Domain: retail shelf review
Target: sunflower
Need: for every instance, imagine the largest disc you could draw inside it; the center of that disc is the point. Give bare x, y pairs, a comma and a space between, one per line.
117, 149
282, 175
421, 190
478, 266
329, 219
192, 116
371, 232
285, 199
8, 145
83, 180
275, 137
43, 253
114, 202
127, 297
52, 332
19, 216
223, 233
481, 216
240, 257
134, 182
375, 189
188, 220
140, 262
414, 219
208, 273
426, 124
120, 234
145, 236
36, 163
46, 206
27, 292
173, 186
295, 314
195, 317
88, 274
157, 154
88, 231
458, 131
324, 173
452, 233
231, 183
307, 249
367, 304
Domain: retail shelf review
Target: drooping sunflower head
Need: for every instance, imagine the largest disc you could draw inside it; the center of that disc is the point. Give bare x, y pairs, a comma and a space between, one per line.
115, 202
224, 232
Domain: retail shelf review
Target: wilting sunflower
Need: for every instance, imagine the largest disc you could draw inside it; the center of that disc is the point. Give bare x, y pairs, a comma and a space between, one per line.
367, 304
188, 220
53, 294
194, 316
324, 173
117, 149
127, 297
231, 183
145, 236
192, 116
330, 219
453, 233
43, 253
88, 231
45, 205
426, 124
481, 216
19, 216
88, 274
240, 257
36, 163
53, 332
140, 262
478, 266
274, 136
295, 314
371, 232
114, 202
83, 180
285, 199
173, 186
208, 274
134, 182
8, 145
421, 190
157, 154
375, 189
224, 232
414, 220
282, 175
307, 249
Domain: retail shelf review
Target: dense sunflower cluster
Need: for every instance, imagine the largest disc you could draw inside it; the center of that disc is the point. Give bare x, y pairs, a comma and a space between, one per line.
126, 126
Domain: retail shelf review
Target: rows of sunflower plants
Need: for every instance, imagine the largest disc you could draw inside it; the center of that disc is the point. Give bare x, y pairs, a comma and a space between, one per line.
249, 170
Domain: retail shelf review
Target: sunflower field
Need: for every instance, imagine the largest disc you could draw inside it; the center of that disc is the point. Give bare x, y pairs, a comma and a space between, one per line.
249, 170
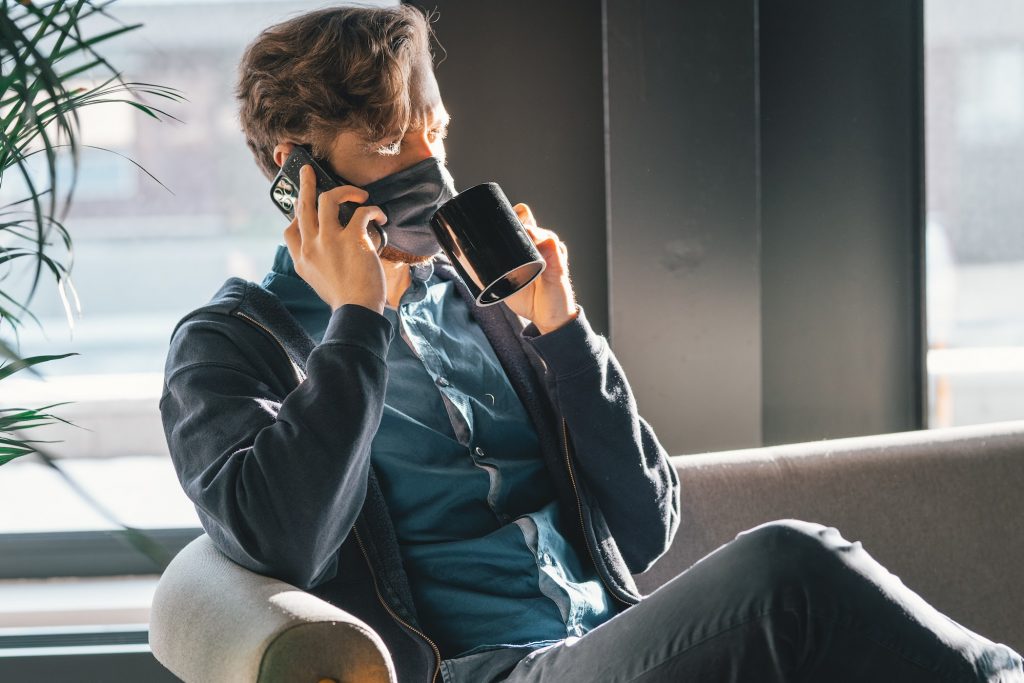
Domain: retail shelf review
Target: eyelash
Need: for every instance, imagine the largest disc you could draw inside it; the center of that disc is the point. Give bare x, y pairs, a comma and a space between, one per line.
393, 148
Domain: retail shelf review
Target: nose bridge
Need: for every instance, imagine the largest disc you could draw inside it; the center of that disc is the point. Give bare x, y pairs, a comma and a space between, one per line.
419, 144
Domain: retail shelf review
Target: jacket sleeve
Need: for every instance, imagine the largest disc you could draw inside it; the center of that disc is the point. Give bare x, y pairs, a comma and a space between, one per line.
617, 454
278, 474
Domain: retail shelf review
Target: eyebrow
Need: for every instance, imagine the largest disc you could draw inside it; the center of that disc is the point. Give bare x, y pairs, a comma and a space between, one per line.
443, 121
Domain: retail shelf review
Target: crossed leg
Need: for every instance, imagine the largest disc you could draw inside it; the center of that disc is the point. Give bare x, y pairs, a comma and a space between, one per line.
784, 601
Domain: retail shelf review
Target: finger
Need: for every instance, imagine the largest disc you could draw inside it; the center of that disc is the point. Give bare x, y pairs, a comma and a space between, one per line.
346, 194
305, 210
293, 240
360, 221
541, 233
524, 214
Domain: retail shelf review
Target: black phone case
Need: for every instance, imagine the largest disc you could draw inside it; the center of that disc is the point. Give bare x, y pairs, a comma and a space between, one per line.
285, 188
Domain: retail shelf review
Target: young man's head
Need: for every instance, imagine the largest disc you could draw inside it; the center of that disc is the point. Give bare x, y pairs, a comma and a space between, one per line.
356, 84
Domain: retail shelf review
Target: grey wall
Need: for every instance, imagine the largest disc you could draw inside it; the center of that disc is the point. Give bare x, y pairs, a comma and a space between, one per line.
684, 280
522, 81
740, 195
842, 195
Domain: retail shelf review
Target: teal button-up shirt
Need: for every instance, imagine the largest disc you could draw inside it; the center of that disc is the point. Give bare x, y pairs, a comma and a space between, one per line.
458, 462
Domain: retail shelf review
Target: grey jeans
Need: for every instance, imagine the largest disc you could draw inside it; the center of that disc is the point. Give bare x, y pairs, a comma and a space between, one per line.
784, 601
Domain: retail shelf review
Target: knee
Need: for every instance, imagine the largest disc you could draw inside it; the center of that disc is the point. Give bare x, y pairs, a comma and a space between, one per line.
787, 537
796, 552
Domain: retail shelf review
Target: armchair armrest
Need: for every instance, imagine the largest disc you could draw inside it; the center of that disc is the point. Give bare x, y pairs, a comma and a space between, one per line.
215, 621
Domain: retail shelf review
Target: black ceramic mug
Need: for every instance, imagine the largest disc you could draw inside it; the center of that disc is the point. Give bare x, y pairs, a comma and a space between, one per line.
486, 243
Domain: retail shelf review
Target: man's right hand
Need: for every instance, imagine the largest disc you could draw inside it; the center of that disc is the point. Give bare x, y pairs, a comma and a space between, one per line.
340, 263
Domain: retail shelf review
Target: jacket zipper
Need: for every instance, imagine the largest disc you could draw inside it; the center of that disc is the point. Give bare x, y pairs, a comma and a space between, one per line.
437, 652
363, 549
298, 371
613, 592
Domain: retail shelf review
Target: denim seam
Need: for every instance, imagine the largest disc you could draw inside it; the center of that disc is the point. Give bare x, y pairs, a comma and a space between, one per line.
848, 625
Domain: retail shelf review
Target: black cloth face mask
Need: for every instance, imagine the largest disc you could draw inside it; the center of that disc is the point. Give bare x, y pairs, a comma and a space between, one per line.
409, 199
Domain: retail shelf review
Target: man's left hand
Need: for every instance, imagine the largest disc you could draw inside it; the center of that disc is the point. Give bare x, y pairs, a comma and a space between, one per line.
548, 302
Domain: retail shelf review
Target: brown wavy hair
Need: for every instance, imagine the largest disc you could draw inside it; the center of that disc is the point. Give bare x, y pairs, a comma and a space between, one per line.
330, 70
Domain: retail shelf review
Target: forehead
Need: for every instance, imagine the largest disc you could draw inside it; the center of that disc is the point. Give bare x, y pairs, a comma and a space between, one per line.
426, 108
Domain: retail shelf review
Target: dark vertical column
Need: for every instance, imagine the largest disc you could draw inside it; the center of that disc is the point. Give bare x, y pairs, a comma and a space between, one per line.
523, 82
842, 188
682, 189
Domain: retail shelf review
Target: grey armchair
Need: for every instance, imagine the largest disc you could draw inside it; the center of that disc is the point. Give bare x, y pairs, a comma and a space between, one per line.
942, 509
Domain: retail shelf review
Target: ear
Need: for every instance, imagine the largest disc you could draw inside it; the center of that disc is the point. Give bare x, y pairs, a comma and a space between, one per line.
281, 153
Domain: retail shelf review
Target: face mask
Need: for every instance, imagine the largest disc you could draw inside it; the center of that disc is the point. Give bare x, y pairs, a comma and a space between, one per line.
409, 199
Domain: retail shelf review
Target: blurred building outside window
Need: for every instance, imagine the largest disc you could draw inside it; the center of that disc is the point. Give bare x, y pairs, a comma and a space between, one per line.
974, 122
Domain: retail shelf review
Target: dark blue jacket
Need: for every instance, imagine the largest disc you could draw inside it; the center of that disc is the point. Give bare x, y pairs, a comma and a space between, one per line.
269, 433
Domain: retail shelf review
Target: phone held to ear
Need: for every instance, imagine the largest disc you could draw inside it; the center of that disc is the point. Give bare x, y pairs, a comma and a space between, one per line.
285, 189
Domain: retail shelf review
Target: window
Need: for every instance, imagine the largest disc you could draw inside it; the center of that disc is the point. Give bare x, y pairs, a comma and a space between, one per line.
975, 239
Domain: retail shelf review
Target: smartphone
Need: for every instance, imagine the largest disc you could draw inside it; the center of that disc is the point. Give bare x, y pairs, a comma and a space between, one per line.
285, 189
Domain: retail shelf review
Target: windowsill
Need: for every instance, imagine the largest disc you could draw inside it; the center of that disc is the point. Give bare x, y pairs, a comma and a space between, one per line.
58, 602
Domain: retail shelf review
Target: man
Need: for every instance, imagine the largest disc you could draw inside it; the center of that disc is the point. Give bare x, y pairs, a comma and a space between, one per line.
476, 483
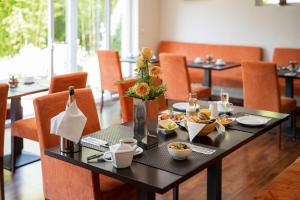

----

**Required task**: Select every line of the items above that contains the word "black", and copy those lines out.

**Written answer**:
Target: black phone case
Target: black ceramic mug
Target: black cloth face mask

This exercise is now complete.